● **Texto fuente**
--*--

Al asustarme, sin darse cuenta, juegan el susto y el miedo, ambos sienten placer al conquistar aquello que los aterroriza, descubren dramáticamente, un artificio que les permite soportar la angustia, el dolor del miedo, el enojo, la amenaza. Comienzan a creer en la ficción. En una palabra, desafían el temblor de la angustia, la inmovilidad de los miedos y los pueden enfrentar, revivir, al generar humor, ironía, gestualidad.

El juego con los autitos, los gestos, la escondida, el susto, el humor, ensancha el espacio del “entredós”, entre “tres”, entre “cuatro”, que configuramos en múltiples dimensiones con el niño. Somos parte de aquello que había una vez…o que una vez había…para narrar una historia entreverada en las redes que los causa y origina. 

Los niños asumen el riesgo, la fructífera idea de hacer de lo horroroso una escena vivencial escénica. Provocan y convocan al miedo que en la vida diaria cada vez es más real (para Martin implica no poder hablar y para Rafael la imposibilidad de su autonomía) para incorporarlo a la propia red simbólica mediatizada por imágenes, gestos o palabras que corporizan el placer de jugar. Los niños apasionados por lo desconocido, asumen el riesgo y juegan a lo real (lo que no comprenden y no tiene representación) para transformarlo anudándolo a una red  donde lo extraordinario cobra existencia afectiva, sin la cual, lo simbólico como tal, pierde toda su potencia.

El nacimiento del acto de jugar no es el comienzo, sino el efecto de desear. Irrumpe, nadie sabe a ciencia cierta que va a pasar cuando se lanza a jugar, por eso mismo, Rafa y Martin continúan jugando. La curiosidad los lleva a fantasear lo imposible, para hacerlo, ambos necesitan esos minutos de encuentro que consolidan la relación entre ellos y hacen del espacio clínico un lugar en el cual se configura un territorio, el lazo de un horizonte susceptible de armar redes de deseos entretejidos con otros, que por primera vez, los conmueve al jugar juntos en una comunidad.

--*--

● **Extracto de datos**
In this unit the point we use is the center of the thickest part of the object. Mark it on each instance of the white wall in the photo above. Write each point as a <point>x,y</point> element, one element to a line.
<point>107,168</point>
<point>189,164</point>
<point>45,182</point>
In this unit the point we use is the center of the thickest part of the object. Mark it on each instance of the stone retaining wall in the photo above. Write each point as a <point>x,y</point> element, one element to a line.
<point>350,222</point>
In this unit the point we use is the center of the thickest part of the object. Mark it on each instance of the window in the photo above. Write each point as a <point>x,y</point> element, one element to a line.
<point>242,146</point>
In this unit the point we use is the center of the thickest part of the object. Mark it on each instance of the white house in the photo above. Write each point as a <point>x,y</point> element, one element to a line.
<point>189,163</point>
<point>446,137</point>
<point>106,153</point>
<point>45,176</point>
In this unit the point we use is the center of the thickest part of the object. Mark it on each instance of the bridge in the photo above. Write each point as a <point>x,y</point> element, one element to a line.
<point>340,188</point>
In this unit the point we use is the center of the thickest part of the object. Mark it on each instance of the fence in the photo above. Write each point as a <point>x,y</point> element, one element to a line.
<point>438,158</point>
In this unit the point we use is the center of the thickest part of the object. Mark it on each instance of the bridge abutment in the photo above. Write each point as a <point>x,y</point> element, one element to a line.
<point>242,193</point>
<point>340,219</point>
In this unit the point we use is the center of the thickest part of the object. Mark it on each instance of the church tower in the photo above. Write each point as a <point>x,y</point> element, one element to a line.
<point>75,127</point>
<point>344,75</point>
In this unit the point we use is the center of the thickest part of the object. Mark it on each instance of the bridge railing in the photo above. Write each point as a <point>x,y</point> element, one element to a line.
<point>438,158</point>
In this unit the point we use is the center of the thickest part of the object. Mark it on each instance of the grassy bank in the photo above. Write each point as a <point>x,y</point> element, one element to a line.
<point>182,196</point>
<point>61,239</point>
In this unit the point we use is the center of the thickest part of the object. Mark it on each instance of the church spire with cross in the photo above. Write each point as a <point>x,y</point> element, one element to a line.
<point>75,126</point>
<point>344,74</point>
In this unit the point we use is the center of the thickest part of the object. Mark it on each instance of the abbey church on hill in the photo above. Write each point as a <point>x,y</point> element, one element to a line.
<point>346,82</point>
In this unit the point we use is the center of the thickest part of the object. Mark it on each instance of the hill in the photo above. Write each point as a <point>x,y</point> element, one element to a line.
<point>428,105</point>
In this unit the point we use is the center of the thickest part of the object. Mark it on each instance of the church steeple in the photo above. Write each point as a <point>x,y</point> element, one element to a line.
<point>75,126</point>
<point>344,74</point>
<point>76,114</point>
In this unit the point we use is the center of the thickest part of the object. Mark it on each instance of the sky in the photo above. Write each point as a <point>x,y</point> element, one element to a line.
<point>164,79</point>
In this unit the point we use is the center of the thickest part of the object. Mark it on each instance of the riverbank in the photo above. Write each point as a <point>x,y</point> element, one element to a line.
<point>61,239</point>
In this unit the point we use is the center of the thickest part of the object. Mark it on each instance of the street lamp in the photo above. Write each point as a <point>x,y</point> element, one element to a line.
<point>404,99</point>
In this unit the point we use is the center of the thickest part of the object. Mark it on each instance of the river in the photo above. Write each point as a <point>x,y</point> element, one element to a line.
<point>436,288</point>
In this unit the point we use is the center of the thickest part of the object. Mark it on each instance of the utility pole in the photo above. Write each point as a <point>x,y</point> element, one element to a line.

--*--

● **Preguntas planteadas**
[a] Sustituya "susto" por "sobresalto" en el fragmento del texto sobre el juego infantil que va desde "Al asustarme, sin" hasta "causa y origina.", ambos incluidos, y reproduzca dicho fragmento.
[b] Condense el párrafo del texto sobre el juego infantil que comienza con "Los niños asumen el riesgo", conservando sus datos principales.

● **Respuestas por tarea**
[a]
Al asustarme, sin darse cuenta, juegan el sobresalto y el miedo, ambos sienten placer al conquistar aquello que los aterroriza, descubren dramáticamente, un artificio que les permite soportar la angustia, el dolor del miedo, el enojo, la amenaza. Comienzan a creer en la ficción. En una palabra, desafían el temblor de la angustia, la inmovilidad de los miedos y los pueden enfrentar, revivir, al generar humor, ironía, gestualidad.

El juego con los autitos, los gestos, la escondida, el sobresalto, el humor, ensancha el espacio del “entredós”, entre “tres”, entre “cuatro”, que configuramos en múltiples dimensiones con el niño. Somos parte de aquello que había una vez…o que una vez había…para narrar una historia entreverada en las redes que los causa y origina.

[b] Los niños asumen el riesgo de convertir lo horroroso en una escena vivencial. Provocan el miedo, cada vez más real en su vida diaria (para Martin, no poder hablar; para Rafael, la imposibilidad de su autonomía), para incorporarlo a su red simbólica mediante imágenes, gestos o palabras que dan cuerpo al placer de jugar. Apasionados por lo desconocido, juegan a lo real, es decir, a lo que no comprenden y no tiene representación. Así lo transforman y lo anudan a una red donde lo extraordinario cobra existencia afectiva, sin la cual lo simbólico pierde toda su potencia.